Begin

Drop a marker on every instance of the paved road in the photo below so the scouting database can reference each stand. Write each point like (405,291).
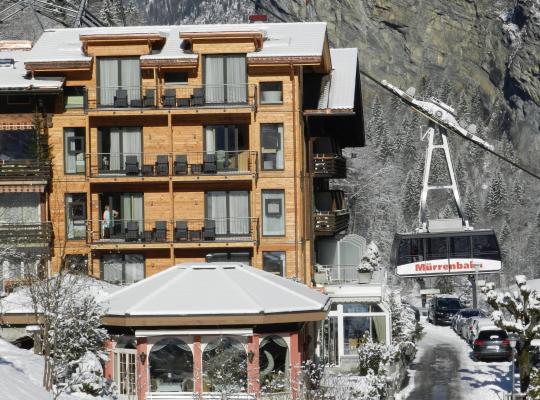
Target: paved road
(444,370)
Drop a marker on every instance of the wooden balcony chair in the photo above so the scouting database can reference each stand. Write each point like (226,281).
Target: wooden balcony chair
(197,98)
(169,98)
(209,229)
(120,99)
(149,98)
(162,165)
(209,164)
(132,231)
(160,231)
(132,165)
(180,164)
(181,232)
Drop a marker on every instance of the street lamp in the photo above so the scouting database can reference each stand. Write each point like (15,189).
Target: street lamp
(513,342)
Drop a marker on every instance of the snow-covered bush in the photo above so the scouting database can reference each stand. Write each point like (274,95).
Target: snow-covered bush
(371,259)
(517,313)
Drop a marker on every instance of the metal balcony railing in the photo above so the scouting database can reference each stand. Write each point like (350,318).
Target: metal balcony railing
(25,170)
(166,164)
(331,222)
(171,96)
(180,231)
(27,233)
(329,166)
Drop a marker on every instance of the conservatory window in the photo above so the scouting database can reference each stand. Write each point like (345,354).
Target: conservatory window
(224,366)
(171,366)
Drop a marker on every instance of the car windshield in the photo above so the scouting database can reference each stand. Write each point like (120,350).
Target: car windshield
(448,303)
(492,335)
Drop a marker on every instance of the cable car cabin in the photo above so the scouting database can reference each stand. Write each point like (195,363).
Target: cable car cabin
(446,253)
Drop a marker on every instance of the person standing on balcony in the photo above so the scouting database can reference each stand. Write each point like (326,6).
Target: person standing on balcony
(107,222)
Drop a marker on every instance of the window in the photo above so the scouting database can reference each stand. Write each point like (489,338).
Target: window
(122,269)
(230,211)
(171,366)
(119,81)
(76,216)
(175,78)
(273,212)
(272,146)
(74,156)
(274,262)
(271,92)
(225,79)
(74,96)
(224,366)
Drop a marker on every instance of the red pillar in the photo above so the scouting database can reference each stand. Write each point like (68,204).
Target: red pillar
(142,368)
(296,363)
(108,370)
(253,365)
(197,364)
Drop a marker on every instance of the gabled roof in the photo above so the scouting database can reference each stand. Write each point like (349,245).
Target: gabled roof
(280,40)
(338,87)
(204,293)
(14,76)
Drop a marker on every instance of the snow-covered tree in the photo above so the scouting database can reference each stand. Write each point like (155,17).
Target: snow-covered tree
(518,313)
(496,197)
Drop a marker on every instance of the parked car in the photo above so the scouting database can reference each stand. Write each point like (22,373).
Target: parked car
(462,315)
(442,308)
(491,342)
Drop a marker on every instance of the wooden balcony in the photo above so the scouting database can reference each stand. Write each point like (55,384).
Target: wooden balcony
(329,165)
(191,233)
(25,170)
(170,97)
(329,223)
(194,166)
(17,235)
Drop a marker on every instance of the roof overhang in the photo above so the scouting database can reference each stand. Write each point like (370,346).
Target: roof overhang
(208,320)
(256,36)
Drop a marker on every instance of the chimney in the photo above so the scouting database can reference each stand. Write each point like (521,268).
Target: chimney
(258,18)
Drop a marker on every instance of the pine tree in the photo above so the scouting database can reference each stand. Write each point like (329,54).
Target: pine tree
(496,197)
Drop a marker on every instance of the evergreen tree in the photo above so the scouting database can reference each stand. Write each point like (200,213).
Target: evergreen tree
(496,197)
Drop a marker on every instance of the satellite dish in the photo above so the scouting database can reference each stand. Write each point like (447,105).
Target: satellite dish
(411,91)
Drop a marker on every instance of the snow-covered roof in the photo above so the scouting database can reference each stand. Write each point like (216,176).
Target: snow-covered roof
(14,77)
(280,39)
(338,88)
(203,289)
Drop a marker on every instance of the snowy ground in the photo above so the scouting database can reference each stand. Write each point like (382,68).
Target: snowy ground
(445,370)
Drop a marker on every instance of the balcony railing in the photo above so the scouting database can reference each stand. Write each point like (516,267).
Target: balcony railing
(329,166)
(164,164)
(331,222)
(17,234)
(172,96)
(25,170)
(180,231)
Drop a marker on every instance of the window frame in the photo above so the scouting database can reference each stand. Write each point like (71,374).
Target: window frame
(282,136)
(270,103)
(263,204)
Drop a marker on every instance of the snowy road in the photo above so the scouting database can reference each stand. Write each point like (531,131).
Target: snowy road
(444,370)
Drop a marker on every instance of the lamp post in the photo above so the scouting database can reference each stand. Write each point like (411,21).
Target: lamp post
(513,342)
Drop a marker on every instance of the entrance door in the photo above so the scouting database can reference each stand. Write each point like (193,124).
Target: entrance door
(125,373)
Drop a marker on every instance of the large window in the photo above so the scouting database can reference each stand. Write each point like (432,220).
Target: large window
(122,269)
(230,211)
(118,77)
(74,162)
(273,202)
(224,366)
(171,366)
(76,215)
(274,262)
(225,79)
(272,146)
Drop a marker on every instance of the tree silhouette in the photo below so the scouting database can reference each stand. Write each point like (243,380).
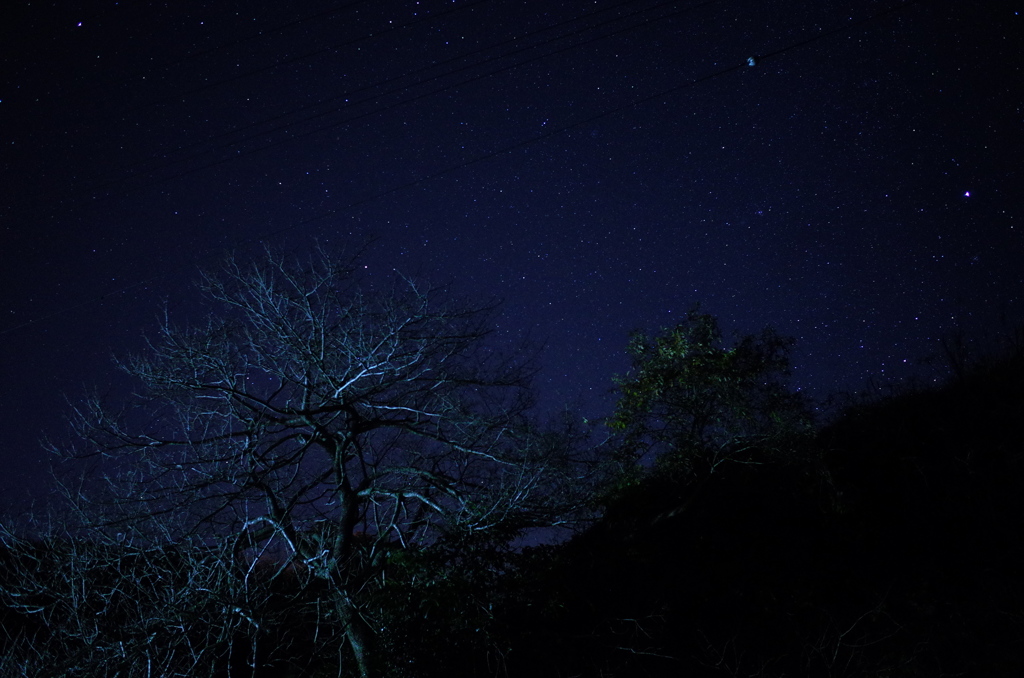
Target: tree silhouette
(330,427)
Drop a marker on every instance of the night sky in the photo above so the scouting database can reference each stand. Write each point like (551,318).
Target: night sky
(600,166)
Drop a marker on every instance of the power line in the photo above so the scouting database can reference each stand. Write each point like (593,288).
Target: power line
(396,90)
(266,235)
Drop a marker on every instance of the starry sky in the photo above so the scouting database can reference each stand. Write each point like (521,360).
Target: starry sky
(600,166)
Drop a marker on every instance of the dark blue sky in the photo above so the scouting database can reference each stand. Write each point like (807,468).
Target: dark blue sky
(601,166)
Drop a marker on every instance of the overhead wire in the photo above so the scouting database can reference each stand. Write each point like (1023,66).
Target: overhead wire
(164,164)
(271,234)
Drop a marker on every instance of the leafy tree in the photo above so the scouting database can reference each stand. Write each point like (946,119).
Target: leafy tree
(324,428)
(693,400)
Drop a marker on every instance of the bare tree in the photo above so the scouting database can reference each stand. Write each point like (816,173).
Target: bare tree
(328,426)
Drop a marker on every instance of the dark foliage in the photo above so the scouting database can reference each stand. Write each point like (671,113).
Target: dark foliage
(896,549)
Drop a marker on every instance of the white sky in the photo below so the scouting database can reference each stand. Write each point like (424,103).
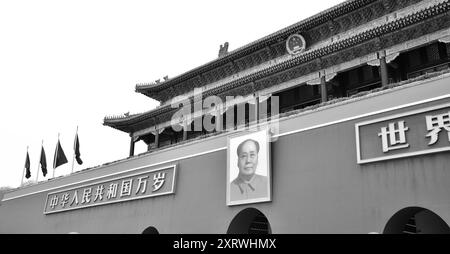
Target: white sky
(69,63)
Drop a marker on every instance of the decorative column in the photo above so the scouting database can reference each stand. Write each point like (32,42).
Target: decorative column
(323,87)
(157,138)
(184,131)
(383,68)
(256,110)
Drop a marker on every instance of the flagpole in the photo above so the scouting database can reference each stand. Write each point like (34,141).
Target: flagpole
(54,158)
(37,175)
(74,142)
(24,168)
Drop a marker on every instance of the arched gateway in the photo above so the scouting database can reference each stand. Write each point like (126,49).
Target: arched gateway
(249,221)
(416,220)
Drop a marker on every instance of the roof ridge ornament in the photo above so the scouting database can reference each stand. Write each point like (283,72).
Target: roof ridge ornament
(295,44)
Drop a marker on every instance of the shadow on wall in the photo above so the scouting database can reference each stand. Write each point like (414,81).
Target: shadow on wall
(416,220)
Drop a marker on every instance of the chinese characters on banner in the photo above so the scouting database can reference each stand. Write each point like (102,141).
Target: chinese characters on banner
(416,132)
(134,186)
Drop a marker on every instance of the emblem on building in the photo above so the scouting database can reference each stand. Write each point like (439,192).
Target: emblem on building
(295,44)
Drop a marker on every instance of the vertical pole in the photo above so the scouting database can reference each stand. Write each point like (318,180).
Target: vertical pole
(131,146)
(256,110)
(323,88)
(184,131)
(383,69)
(54,158)
(37,172)
(74,142)
(157,138)
(23,173)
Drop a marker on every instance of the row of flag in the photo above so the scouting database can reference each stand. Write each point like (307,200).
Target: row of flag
(58,160)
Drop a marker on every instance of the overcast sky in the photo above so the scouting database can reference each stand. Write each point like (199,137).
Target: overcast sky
(69,63)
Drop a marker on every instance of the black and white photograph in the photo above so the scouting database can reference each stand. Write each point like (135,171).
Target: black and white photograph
(248,170)
(224,118)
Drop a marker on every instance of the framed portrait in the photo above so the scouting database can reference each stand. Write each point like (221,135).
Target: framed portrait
(248,168)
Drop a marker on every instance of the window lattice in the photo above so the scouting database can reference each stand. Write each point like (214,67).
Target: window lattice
(433,53)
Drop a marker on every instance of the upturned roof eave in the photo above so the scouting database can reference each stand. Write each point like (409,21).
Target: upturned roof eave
(147,89)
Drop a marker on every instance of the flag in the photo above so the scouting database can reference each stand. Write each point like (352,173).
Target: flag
(27,166)
(77,150)
(43,162)
(60,157)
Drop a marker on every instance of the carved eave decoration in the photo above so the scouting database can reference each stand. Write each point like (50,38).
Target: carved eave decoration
(370,41)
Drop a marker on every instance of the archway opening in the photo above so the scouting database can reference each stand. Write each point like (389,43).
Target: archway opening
(249,221)
(416,220)
(150,231)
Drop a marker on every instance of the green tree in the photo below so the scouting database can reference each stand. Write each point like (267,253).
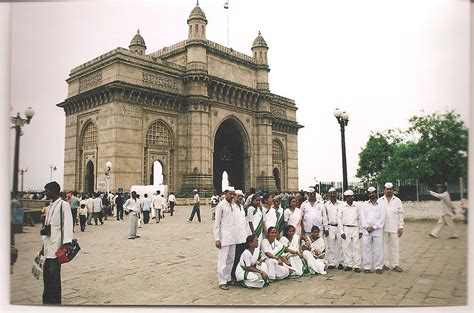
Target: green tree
(433,149)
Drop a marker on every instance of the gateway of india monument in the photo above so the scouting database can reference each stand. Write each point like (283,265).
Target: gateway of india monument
(195,109)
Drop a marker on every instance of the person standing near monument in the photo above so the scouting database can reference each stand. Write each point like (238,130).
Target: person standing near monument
(52,233)
(350,230)
(332,207)
(226,236)
(393,227)
(447,214)
(372,219)
(196,208)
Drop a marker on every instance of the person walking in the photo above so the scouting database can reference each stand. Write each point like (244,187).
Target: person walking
(334,247)
(393,228)
(350,230)
(54,235)
(372,217)
(226,236)
(196,209)
(132,207)
(447,215)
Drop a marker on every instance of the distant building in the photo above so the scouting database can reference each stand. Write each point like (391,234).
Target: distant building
(194,109)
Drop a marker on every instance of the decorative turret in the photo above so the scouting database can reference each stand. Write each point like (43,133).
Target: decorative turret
(197,23)
(137,45)
(260,49)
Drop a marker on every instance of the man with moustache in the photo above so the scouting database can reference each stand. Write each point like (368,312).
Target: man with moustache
(372,219)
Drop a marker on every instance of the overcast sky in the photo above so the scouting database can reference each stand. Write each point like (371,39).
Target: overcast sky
(381,61)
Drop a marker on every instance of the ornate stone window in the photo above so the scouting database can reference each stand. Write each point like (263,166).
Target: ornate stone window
(158,134)
(89,136)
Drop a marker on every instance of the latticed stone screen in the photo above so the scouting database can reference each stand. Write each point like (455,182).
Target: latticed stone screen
(89,137)
(158,134)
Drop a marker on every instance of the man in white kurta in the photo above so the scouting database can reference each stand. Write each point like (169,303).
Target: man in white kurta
(393,227)
(372,216)
(334,247)
(226,236)
(350,229)
(447,214)
(313,213)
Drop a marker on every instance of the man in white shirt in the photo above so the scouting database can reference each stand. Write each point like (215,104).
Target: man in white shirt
(372,219)
(52,235)
(393,227)
(226,236)
(332,207)
(196,208)
(132,206)
(313,213)
(350,230)
(447,215)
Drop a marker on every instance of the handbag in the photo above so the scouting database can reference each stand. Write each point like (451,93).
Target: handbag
(62,255)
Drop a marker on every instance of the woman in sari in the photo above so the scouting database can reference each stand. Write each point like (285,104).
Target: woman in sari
(293,215)
(314,252)
(251,270)
(256,218)
(292,242)
(273,250)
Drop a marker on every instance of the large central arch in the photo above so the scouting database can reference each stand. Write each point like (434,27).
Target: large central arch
(230,155)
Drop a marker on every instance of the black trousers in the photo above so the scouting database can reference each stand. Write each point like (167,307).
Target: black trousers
(146,217)
(239,249)
(196,210)
(52,282)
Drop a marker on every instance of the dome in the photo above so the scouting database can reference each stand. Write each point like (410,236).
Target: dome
(197,13)
(138,40)
(259,42)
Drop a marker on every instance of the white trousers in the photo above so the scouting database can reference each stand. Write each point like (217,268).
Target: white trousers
(373,245)
(351,247)
(334,247)
(132,225)
(255,280)
(444,220)
(317,265)
(276,271)
(225,260)
(391,244)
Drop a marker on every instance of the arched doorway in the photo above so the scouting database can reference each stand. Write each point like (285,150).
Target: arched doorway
(276,175)
(89,177)
(156,173)
(229,151)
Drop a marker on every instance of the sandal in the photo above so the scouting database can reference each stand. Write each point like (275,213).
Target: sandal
(224,287)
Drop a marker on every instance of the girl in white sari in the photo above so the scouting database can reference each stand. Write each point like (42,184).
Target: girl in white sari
(251,270)
(315,251)
(256,218)
(293,215)
(273,251)
(292,242)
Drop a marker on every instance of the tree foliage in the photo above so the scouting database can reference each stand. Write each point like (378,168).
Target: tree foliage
(433,150)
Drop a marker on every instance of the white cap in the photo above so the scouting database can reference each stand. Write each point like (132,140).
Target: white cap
(348,193)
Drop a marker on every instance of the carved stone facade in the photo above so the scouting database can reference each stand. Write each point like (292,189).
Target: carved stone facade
(195,109)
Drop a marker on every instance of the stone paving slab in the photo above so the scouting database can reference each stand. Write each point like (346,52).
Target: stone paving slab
(174,263)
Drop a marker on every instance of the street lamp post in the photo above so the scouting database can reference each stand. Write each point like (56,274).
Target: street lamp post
(343,120)
(51,169)
(22,172)
(18,122)
(108,168)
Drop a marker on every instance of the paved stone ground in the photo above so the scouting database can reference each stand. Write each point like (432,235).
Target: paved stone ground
(174,263)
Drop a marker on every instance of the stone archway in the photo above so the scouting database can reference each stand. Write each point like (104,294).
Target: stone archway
(230,147)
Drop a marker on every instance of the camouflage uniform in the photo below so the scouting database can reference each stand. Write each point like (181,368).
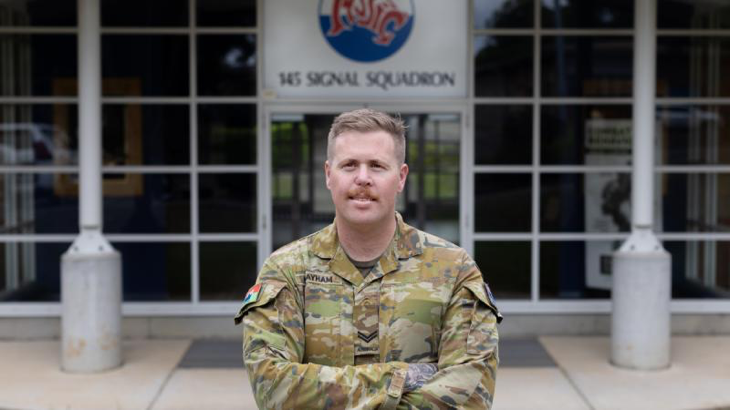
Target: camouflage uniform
(318,335)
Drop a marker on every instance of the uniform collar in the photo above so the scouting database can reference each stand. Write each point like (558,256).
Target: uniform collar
(406,243)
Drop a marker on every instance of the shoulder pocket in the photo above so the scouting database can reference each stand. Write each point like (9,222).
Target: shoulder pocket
(259,295)
(482,336)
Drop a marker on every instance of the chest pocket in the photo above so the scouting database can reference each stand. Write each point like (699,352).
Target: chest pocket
(411,321)
(322,319)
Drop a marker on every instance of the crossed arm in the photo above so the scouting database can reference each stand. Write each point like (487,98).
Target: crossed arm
(274,351)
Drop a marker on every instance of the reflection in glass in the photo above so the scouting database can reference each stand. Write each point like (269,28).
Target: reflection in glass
(127,70)
(143,13)
(227,203)
(37,203)
(503,66)
(225,13)
(30,272)
(36,135)
(503,14)
(227,64)
(35,64)
(700,269)
(585,134)
(151,203)
(227,134)
(694,135)
(227,269)
(591,202)
(154,271)
(302,204)
(587,14)
(502,202)
(503,134)
(506,267)
(683,14)
(587,66)
(693,66)
(576,269)
(55,13)
(145,134)
(696,202)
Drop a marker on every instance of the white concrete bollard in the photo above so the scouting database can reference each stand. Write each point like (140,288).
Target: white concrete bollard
(91,292)
(641,321)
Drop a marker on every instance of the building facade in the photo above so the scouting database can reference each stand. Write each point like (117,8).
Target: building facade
(215,116)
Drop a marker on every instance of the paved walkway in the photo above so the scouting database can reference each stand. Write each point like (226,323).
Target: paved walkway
(168,374)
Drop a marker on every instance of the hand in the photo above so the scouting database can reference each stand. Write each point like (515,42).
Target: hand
(418,374)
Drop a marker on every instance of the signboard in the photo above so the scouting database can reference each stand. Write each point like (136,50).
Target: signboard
(365,48)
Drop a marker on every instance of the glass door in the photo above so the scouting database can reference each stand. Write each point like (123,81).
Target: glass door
(301,203)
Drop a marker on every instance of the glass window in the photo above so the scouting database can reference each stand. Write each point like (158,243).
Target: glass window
(502,202)
(30,272)
(145,134)
(503,66)
(227,64)
(38,203)
(683,14)
(587,14)
(227,134)
(576,269)
(585,134)
(587,66)
(227,203)
(700,269)
(503,134)
(693,66)
(151,203)
(506,267)
(432,190)
(39,64)
(142,13)
(226,13)
(695,202)
(503,14)
(57,13)
(128,71)
(153,271)
(227,270)
(591,202)
(694,135)
(38,134)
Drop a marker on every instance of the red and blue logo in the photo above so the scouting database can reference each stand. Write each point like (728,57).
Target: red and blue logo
(366,30)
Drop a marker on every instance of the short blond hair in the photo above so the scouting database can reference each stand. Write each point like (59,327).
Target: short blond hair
(369,120)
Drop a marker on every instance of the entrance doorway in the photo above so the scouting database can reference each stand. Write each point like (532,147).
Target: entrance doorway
(301,204)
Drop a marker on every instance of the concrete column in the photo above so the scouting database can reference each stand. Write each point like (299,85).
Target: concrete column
(640,328)
(91,269)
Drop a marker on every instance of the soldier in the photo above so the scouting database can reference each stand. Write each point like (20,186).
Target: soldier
(369,312)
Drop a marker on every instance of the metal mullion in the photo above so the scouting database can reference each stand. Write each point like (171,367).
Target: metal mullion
(227,169)
(693,169)
(29,169)
(193,136)
(38,30)
(172,31)
(38,100)
(228,237)
(536,118)
(145,100)
(693,32)
(145,169)
(692,101)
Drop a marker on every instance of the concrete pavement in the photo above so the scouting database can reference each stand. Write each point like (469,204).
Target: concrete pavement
(580,378)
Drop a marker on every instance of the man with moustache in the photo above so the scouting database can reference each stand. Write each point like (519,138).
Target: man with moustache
(369,312)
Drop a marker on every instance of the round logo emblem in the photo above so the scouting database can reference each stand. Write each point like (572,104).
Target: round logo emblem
(366,30)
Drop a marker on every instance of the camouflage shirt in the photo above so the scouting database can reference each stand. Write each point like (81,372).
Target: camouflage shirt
(318,335)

End

● **Aim**: Copy each line exactly, from the line containing "point like (519,138)." down to the last line of the material, and no other lines.

● **Exercise solution**:
Drop a marker on every instance of the man with moustache in the photo above so the scouting database can reference each stand. Write each point like (519,138).
Target: man with moustache
(369,312)
Drop a marker on every instance of the round logo emblem in the photo above so the scouting database can reference each stand. Write each point like (572,104).
Target: round logo emblem
(366,30)
Drop a marker on every instance of the camouflage shirt in the photo above so the scouting database can reference each stand. Write each point like (81,372).
Target: camouflage shirt
(318,335)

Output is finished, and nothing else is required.